=== Page text ===
•••••

Re: [PATCH v10 26/35] memcg,list_lru: duplicate LRUs upon kmemcg creation

Glauber Costa <glommer@xxxxxxxxxxxxx> · Thu, 6 Jun 2013 12:52:32 +0400

On 06/06/2013 03:08 AM, Andrew Morton wrote:
> On Mon,  3 Jun 2013 23:29:55 +0400 Glauber Costa <glommer@xxxxxxxxxx> wrote:
> 
>> When a new memcg is created, we need to open up room for its descriptors
>> in all of the list_lrus that are marked per-memcg. The process is quite
>> similar to the one we are using for the kmem caches: we initialize the
>> new structures in an array indexed by kmemcg_id, and grow the array if
>> needed. Key data like the size of the array will be shared between the
>> kmem cache code and the list_lru code (they basically describe the same
>> thing)
> 
> Gee this is a big patchset.
> 
>>
>> ...
>>
>> --- a/include/linux/list_lru.h
>> +++ b/include/linux/list_lru.h
>> @@ -24,6 +24,23 @@ struct list_lru_node {
>>  	long			nr_items;
>>  } ____cacheline_aligned_in_smp;
>>  
>> +/*
>> + * This is supposed to be M x N matrix, where M is kmem-limited memcg, and N is
>> + * the number of nodes. Both dimensions are likely to be very small, but are
>> + * potentially very big. Therefore we will allocate or grow them dynamically.

•••••

=== The tasks ===
**1.** Locate each line in the listing that contains the word "bathrobe", and copy those lines out.
**2.** Please pick up the memcg patch discussion above from the point where it stops and continue it.
The listing that comes next is unrelated to the memcg patch discussion above.

=== Collected data ===
•••••

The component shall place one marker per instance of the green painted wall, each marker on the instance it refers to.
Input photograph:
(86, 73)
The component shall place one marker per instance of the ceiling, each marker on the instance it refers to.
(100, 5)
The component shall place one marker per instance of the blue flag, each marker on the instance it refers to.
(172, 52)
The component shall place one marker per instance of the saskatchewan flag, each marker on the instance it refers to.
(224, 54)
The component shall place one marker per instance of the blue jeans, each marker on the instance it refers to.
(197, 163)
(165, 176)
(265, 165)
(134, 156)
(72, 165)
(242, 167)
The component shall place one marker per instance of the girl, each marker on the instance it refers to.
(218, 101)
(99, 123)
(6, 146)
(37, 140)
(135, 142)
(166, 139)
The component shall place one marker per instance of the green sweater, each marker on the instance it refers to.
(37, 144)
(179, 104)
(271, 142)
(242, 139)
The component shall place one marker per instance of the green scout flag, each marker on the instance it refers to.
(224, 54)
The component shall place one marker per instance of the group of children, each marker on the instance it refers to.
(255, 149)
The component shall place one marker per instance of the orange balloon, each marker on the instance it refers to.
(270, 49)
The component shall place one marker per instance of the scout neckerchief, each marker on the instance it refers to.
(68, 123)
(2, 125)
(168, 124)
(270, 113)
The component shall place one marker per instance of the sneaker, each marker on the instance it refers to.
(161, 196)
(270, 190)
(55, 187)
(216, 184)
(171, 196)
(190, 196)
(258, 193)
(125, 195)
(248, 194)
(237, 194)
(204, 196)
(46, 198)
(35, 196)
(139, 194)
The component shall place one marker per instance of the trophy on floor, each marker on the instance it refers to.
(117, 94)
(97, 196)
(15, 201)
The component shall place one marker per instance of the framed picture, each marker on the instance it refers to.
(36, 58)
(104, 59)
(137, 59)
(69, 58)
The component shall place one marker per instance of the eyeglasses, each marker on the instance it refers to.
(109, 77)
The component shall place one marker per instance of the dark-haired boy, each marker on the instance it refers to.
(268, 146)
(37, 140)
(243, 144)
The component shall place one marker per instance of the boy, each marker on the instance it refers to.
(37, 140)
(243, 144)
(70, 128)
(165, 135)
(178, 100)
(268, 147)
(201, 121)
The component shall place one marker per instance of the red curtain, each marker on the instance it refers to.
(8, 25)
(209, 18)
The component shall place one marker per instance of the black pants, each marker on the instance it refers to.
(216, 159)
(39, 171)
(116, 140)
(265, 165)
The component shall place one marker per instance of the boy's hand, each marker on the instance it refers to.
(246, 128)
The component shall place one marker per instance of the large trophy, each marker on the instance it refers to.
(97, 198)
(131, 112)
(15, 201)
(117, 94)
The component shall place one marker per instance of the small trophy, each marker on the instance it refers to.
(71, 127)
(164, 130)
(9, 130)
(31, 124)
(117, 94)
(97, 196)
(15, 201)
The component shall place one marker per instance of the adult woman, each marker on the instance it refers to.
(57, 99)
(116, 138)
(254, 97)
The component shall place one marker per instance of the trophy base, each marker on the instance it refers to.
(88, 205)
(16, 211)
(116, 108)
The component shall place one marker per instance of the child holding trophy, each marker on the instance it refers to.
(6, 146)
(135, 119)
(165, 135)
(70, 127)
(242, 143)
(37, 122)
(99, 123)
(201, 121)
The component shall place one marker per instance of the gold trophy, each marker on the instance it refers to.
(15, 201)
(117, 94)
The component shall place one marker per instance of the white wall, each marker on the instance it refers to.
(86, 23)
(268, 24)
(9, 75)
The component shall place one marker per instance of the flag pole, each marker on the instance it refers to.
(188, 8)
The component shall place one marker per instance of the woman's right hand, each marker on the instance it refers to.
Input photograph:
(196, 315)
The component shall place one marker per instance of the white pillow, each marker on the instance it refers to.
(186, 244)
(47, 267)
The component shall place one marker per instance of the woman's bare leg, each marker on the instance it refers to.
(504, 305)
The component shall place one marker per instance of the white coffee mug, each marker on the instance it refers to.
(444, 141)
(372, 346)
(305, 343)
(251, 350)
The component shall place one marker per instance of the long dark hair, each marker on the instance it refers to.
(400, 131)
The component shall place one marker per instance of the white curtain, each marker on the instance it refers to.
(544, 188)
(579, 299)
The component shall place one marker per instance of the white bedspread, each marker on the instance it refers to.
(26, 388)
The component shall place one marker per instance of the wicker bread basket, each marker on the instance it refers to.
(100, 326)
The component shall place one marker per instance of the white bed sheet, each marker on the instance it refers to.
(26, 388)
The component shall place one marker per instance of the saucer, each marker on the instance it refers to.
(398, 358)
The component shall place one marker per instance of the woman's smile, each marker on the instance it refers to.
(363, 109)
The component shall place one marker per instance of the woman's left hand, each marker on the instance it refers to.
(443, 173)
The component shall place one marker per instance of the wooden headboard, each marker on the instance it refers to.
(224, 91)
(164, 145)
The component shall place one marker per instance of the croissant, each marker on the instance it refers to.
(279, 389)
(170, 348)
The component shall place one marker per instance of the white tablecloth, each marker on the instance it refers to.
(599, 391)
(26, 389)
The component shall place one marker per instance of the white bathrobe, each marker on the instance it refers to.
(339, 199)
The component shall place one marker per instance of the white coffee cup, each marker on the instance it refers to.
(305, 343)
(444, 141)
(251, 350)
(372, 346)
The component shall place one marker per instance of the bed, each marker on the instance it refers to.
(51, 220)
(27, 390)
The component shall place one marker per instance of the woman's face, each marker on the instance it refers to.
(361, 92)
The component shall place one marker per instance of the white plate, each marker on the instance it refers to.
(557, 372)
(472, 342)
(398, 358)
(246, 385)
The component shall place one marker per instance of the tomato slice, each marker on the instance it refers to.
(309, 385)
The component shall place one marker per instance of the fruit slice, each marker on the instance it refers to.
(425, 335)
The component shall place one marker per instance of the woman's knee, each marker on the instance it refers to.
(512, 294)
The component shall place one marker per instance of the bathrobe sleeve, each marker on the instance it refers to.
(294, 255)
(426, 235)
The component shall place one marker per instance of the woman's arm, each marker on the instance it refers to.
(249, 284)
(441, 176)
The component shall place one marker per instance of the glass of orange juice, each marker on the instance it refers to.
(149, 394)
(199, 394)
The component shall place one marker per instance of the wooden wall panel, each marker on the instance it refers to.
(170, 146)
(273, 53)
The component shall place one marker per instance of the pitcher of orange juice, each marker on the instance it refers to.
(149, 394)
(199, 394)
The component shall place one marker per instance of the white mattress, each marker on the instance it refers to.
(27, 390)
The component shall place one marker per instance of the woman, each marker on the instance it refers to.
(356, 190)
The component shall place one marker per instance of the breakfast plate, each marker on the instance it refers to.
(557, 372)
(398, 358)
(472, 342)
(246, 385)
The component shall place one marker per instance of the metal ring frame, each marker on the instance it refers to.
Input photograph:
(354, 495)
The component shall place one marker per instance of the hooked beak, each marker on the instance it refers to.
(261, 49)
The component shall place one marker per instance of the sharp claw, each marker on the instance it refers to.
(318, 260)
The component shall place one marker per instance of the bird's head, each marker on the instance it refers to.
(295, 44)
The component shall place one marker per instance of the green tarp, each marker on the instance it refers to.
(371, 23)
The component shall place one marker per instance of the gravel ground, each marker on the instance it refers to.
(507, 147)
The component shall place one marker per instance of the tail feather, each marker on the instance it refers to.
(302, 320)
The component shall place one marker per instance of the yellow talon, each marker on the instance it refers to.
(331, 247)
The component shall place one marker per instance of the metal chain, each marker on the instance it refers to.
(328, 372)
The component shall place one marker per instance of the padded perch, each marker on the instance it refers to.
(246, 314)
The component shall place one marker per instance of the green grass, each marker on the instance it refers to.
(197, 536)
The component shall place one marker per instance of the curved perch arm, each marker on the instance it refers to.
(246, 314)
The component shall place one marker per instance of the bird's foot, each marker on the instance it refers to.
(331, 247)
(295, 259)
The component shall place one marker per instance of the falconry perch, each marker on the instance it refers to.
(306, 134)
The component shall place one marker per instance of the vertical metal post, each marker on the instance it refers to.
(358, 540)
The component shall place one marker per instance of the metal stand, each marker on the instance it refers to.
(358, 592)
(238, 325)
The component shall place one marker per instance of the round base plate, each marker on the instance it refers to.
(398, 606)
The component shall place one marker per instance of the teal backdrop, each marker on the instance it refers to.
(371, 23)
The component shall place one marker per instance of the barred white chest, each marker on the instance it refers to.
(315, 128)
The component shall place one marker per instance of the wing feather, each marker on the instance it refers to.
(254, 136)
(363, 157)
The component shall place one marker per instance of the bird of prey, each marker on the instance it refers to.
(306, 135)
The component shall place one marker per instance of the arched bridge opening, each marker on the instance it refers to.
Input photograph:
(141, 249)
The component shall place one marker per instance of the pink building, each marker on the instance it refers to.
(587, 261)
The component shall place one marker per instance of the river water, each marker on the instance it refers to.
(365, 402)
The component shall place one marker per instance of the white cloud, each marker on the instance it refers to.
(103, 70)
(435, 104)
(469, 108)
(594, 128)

•••••

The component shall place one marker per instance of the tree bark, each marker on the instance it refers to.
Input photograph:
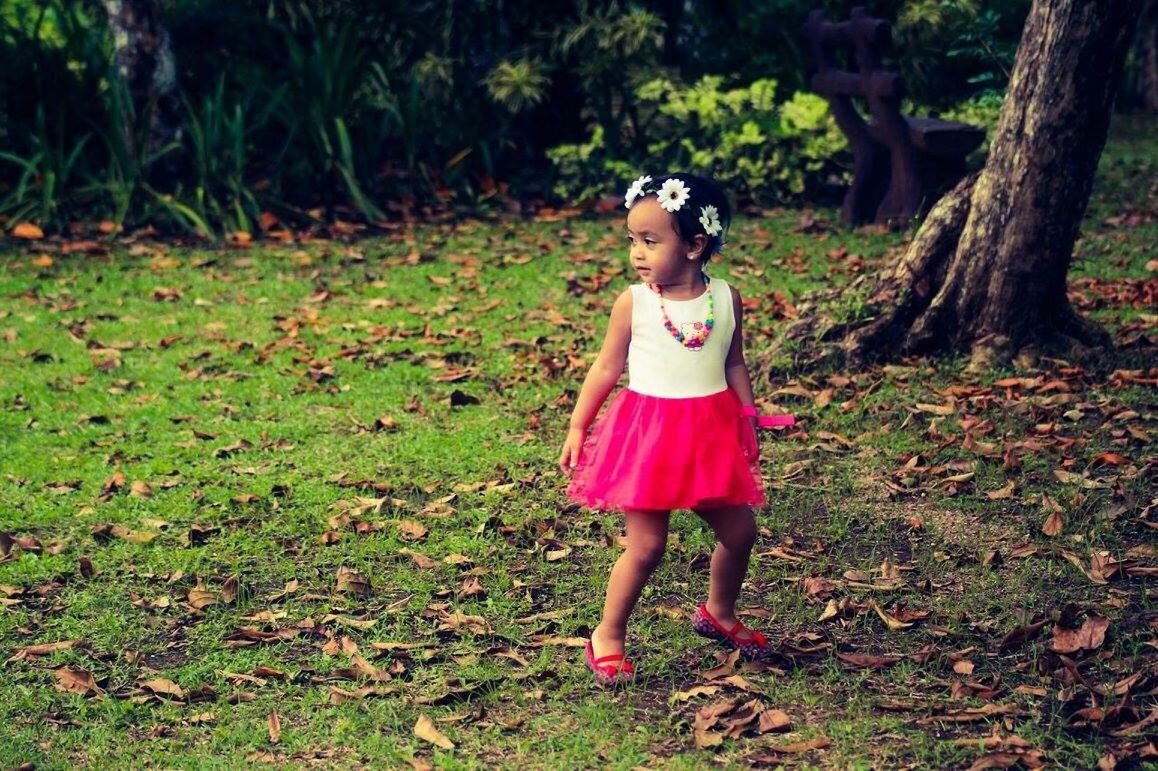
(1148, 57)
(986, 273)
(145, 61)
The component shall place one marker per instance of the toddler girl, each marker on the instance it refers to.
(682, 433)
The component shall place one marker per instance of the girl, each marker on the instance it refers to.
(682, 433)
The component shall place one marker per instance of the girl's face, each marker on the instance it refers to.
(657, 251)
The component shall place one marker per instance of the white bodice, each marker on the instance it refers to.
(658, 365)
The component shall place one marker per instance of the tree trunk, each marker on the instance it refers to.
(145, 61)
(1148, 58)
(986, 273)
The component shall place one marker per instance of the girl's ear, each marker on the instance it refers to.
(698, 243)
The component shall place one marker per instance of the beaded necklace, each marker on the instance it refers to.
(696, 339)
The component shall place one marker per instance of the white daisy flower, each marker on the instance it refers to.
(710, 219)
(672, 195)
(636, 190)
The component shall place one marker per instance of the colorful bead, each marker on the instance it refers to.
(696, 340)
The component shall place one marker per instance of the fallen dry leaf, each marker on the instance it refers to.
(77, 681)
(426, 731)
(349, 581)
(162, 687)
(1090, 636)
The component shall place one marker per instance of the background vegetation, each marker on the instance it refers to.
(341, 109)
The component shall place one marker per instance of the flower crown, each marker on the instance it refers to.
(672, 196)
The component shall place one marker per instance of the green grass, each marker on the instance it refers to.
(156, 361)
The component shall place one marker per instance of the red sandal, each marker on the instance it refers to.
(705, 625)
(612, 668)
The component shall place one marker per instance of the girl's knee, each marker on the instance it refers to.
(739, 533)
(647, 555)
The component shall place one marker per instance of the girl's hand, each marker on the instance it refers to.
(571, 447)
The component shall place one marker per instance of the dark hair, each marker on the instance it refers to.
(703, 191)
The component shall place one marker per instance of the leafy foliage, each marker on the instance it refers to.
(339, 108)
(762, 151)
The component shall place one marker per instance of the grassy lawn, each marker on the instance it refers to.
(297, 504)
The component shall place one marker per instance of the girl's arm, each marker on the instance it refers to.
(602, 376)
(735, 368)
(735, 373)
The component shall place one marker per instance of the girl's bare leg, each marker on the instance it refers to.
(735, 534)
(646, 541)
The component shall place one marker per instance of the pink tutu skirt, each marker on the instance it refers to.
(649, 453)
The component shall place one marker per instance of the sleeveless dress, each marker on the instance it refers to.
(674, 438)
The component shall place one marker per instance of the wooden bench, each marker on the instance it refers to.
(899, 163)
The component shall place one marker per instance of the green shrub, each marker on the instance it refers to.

•••••

=== Per-task answers ===
**1.**
The component shall place one marker per instance of the white bathrobe, each marker on the instance it refers to.
The component shall place one marker per instance of the bathrobe sleeve, each marker on the instance it refers to.

**2.**
>> + *
>> + * The size of M will increase as new memcgs appear and can be 0 if no memcgs
>> + * are being used. This is done in mm/memcontrol.c in a way quite similar than
> 
> "similar to"
> 
>> + * the way we use for the slab cache management.
>> + *
>> + * The size o N can't be determined at compile time, but won't increase once we
> 
> "value of N"
> 
>> + * determine it. It is nr_node_ids, the firmware-provided maximum number of
>> + * nodes in a system.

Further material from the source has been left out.